Task to carry out
Show, from the entries below, every line in which "bumper" appears.

Input data
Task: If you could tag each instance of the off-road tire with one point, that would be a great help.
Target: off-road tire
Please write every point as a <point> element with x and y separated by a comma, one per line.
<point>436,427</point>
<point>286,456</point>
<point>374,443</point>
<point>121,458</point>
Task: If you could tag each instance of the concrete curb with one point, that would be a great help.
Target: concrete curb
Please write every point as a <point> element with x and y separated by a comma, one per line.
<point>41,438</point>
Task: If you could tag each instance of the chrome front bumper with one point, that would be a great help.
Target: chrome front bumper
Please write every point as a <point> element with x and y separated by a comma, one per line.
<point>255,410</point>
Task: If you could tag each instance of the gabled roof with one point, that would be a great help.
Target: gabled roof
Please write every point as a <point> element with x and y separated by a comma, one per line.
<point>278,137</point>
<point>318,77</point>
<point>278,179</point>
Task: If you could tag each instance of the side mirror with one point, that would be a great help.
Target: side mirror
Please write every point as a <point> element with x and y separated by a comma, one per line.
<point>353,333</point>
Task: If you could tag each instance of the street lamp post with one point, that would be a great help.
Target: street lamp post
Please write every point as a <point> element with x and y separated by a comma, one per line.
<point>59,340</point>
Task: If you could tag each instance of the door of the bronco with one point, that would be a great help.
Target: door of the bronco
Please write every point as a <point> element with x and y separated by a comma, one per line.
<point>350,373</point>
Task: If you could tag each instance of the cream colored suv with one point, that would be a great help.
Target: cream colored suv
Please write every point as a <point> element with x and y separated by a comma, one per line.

Expected answer
Task: If you could tag each instance of the chrome front bumper with one point, that would be a great help.
Target: chrome front bumper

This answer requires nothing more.